►

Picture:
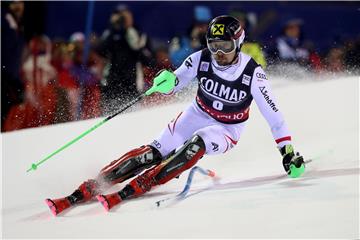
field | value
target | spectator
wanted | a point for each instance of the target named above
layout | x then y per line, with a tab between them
12	43
68	87
289	45
251	46
39	77
181	47
352	54
121	44
87	74
335	60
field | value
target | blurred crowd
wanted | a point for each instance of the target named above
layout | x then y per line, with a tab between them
46	81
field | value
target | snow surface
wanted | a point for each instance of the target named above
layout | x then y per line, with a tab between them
253	199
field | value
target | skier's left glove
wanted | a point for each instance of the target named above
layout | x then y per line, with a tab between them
293	162
164	82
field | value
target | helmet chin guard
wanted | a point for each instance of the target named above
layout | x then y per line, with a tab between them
225	28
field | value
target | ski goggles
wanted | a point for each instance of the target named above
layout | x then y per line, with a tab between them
225	47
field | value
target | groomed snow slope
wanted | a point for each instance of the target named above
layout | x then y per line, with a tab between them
254	199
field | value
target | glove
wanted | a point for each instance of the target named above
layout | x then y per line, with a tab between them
293	162
164	82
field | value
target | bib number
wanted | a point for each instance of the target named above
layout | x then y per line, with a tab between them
218	105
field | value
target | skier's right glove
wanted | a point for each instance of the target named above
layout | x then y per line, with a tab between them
293	162
164	82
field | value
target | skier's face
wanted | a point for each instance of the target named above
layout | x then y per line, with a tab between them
224	59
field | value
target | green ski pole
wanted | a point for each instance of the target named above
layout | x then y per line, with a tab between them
167	82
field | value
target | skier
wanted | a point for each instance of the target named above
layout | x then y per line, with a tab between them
228	82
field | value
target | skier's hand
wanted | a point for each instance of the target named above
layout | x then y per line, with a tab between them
293	162
164	82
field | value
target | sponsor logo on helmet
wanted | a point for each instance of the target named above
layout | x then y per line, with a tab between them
221	91
268	100
215	146
204	66
261	76
218	29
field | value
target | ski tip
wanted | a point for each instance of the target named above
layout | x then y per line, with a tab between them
211	173
103	201
52	206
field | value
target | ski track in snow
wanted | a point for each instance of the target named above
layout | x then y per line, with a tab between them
252	198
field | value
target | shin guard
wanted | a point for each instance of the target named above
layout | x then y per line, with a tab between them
185	158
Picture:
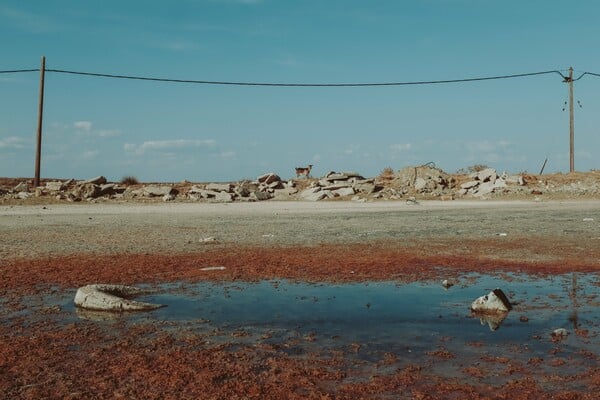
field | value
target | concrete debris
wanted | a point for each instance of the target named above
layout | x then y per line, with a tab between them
447	283
99	180
212	269
168	197
494	302
412	183
157	191
104	297
493	321
21	187
559	334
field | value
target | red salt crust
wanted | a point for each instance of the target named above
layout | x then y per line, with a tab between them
83	360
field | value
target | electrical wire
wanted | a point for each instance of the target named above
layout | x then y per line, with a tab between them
233	83
586	73
237	83
19	70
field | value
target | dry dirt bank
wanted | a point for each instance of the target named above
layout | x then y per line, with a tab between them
51	248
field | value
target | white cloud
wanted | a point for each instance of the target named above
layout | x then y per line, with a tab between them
167	145
108	132
400	146
86	155
13	142
227	154
486	146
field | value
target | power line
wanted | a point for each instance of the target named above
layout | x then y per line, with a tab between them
234	83
19	70
586	73
237	83
285	84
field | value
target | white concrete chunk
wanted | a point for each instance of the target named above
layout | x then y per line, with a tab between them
106	297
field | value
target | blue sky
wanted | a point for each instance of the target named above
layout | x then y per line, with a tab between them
170	132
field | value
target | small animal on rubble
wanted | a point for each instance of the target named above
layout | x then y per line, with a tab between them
303	171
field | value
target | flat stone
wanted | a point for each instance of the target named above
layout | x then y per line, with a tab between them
348	191
268	178
420	184
262	195
224	197
55	186
169	197
365	187
219	187
104	297
484	189
495	301
107	189
487	175
99	180
157	191
21	187
469	185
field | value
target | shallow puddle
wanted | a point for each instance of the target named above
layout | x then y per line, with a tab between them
370	321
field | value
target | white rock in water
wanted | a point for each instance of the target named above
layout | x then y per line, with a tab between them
105	297
495	301
560	333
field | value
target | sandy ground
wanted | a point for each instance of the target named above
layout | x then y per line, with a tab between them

◄

Try it: In the material above, find the lines that contain "concrete" and show them.

Completed exercise:
target | concrete debris
target | white concrete chunk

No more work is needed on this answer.